— start of Source document —

Retrieve the i-th token in the provided span.

Source code in src/limes/parsers/spacy_parser.py
def __getitem__(self, i: int) -> SpacyTokenAdapter:
    """Retrieve the i-th token in the provided span."""
    return SpacyTokenAdapter(self._span[i])

Bases: TokenProtocol

A token in a text. The token contains both of its string literal (i.e. the word) as well as its metadata (e.g. its part of speech, its position in the sentence etc.). The TokenAdapter wraps around a spaCy Token object to only expose attributes that adhere to the

Source code in src/limes/parsers/spacy_parser.py
class SpacyTokenAdapter(TokenProtocol):
    """
    A token in a text. The token contains both of its string literal (i.e. the
    word) as well as its metadata (e.g. its part of speech, its position in the
    sentence etc.).
    The TokenAdapter wraps around a spaCy Token object to only expose
    attributes that adhere to the
    """

    def __init__(self, token: SpacyToken):
        self._token = token

    def __repr__(self) -> str:
        return f"SpacyToken({str(self)})"

    def __str__(self) -> str:
        """The text of the token."""
        return self._token.text

    @property
    def text(self) -> str:
        """The text of the token."""
        return self._token.text

    @property
    def morph(self) -> dict[str, str]:
        """The morphological analysis of the string token."""
        return self._token.morph.to_dict()

    @property
    def pos_(self) -> str:
        """
        The part-of-speech tag of the given token (based on the Universal POS
        tagset).
        """
        return self._token.pos_

    @property
    def fine_pos(self) -> str:
        """
        The part-of-speech tag of the given token based on a language-specific
        tagset - if available for the given language.
        """
        return self._token.tag_

    @property
    def dep_(self) -> str:
        """The dependency tag of the given token."""
        return self._token.dep_

    @property
    def lemma_(self) -> str:
        """The lemma of the word contained within the given token."""
        # Added robustness in cases where spacy fails to correctly identify the
        # lemma.
        if self._token.lemma_ == "--":
            return str(self._token).lower()
        return self._token.lemma_.lower()

    @property
    def i(self) -> int:
        """
        The index of the token within the context of the document that contains
        it, where a document can be considered as a list of tokens.
        """
        return self._token.i

    @property
    def head(self) -> "SpacyTokenAdapter":
        """The syntactic parent of the given token."""
        return SpacyTokenAdapter(self._token.head)

    @property
    def is_punct(self) -> bool:
        """Whether or not the given token is punctuation."""
        return self._token.is_punct

    @property
    def children(self) -> Iterable["SpacyTokenAdapter"]:
        """
        All tokens that constitutes descendants of the given token in the
        dependency tree of the document.
        """
        return (SpacyTokenAdapter(c) for c in self._token.children)

    @property
    def ancestors(self) -> Iterable["SpacyTokenAdapter"]:
        """

— end of Source document —

What to work on:
A. Summarize the spaCy token adapter documentation in two sentences.
B. Answer these questions from the spaCy token adapter documentation.
(i) In which file is the source code located?
(ii) What does the lemma_ property return when the spaCy lemma is "--"?
(iii) Which attribute of the wrapped token does the fine_pos property return?

— start of Recorded information —

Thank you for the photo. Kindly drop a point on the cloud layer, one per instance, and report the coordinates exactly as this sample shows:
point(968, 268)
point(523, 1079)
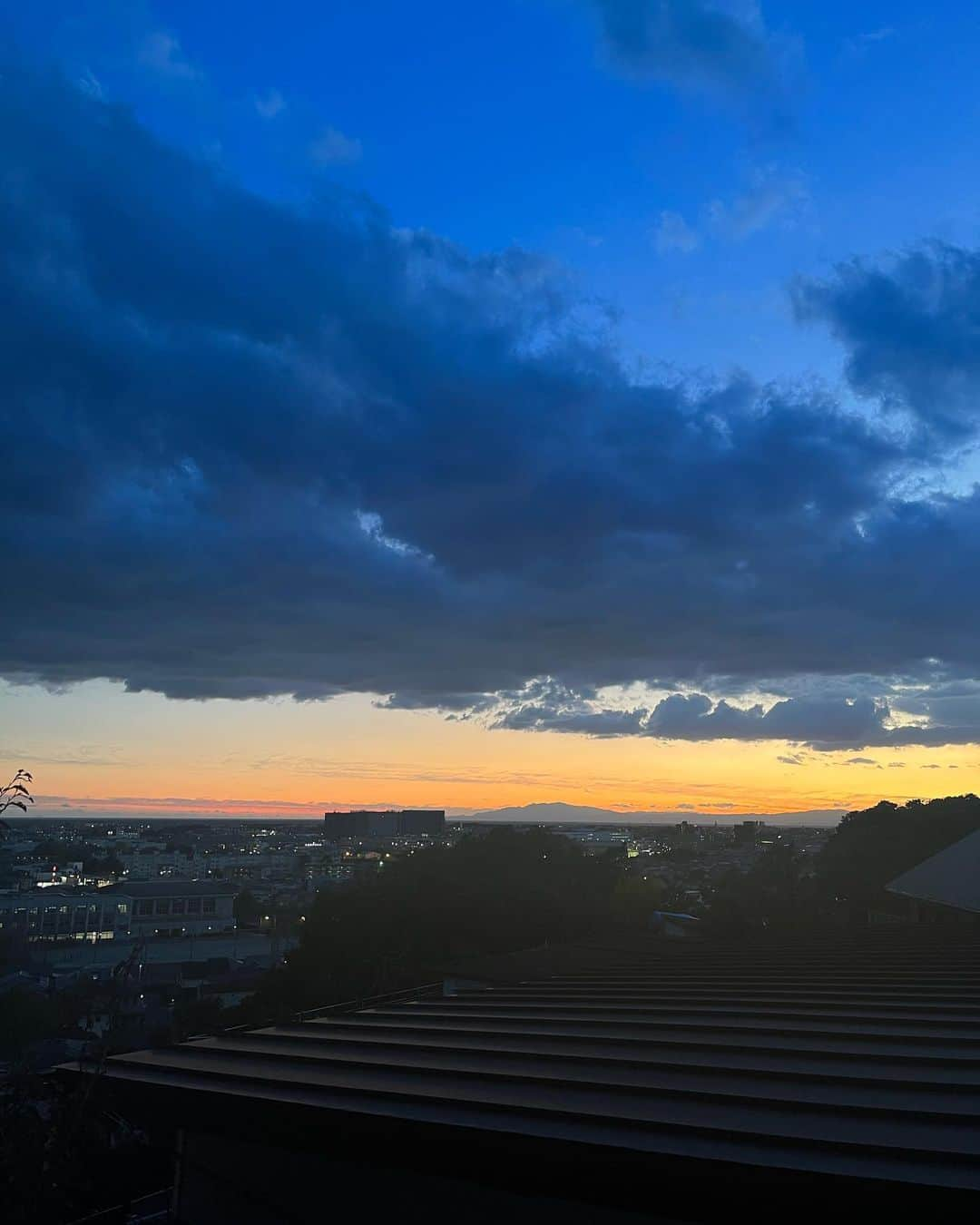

— end of Recorded information —

Solutions to each task:
A. The documentation presents SpacyTokenAdapter, a class with the base TokenProtocol that wraps a spaCy Token object, and a method that retrieves the i-th token in a span. A token holds its word and metadata such as its part of speech and sentence position, and the adapter's properties return its text, morphological analysis, part-of-speech tags, dependency tag, lowercased lemma, document index, syntactic parent, punctuation status, and dependency-tree descendants.

B.
(i) src/limes/parsers/spacy_parser.py
(ii) The token's string converted to lowercase.
(iii) tag_